American businessman (1919–2005)

Charles Alden Black (March 6, 1919 – August 4, 2005) was an American businessman known for his work in aquaculture and oceanography as well as his marriage to Shirley Temple.

==Early life==
Black was born in Oakland, California, son of James Byers Black (1890–1965) and Katharine McElrath Black (1889–1984). He had two siblings, James Byers Black Jr. and Kathryn Black Burk. Through his mother, he was a 4th great-grandson of John Sevier, a governor of Tennessee. He also descends from Mayflower passenger John Alden, which is where his middle name comes from, and a 5th great-grandson of Timothy Edwards, thus making him a 5th great-nephew of Jonathan Edwards. His father, James, was president and chairman of the Pacific Gas and Electric Company.

He attended Hotchkiss School in Connecticut.

==Career==
He served in the U.S. Navy during World War II as an intelligence officer in the South Pacific. He again served during the Korean War as an intelligence officer. Black attended Harvard Business School for a year prior to joining the navy in 1941. After World War II, he received his MBA from Stanford University in 1946. Then in the late 1950s, he lived in Hawaii, working as an executive for Castle & Cooke and Dole Pineapple companies. By the end of the Korean War, he was a lieutenant commander.

**DATASET:**
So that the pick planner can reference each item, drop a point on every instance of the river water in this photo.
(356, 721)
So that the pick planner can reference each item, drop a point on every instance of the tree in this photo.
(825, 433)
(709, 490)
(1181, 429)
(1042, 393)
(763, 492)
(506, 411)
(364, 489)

**STUDY QUESTIONS:**
A. According to the Charles Alden Black biography, what rank did Black hold by the end of the Korean War?
B. Transcribe the Charles Alden Black biography, beginning at the words "American businessman (1919–2005)" and stopping after "to Shirley Temple.".
C. Write the next part of the Charles Alden Black biography, picking up right after its final sentence.
You can set the listing aside; none of it is needed here.

**ANSWERS FOR THE TASKS:**
A. He was a lieutenant commander.

B.
American businessman (1919–2005)

Charles Alden Black (March 6, 1919 – August 4, 2005) was an American businessman known for his work in aquaculture and oceanography as well as his marriage to Shirley Temple.

C.
Black was an executive at the Stanford Research Institute (now known as SRI International) from 1952 to 1957 and with Ampex Corp from 1957 to 1965. In the 1960s, Black gravitated to what would become the bulk of his life's work—aquaculture and oceanography. He co-founded a hatchery for oysters and abalone and later created Mardela Corp., a fishery and hatchery company headquartered in Burlingame, California, which conducted ventures such as catfish and salmon farming. He later served as a consultant on maritime issues and served as a regent for Santa Clara University.

==Personal life==
He was married to the former child actress and diplomat Shirley Temple from December 16, 1950, until his death. He died from myelodysplastic syndrome on August 4, 2005, at his home in Woodside, California, at the age of 86. They had a son, Charles Alden Black Jr., and two daughters, Susan (from Temple's previous marriage) and Lori Black.

Black was known as an avid surfer and yachtsman. He twice took part in the Transpacific Yacht Race. He met Temple while staying in Hawaii in 1950, later marrying by the end of the year. At the time of their meeting, Black had not seen any of Temple's films, and did not recognise her.

He was a member of the Bohemian Club, and was later one of six founders of the Guardsmen, a San Francisco charity.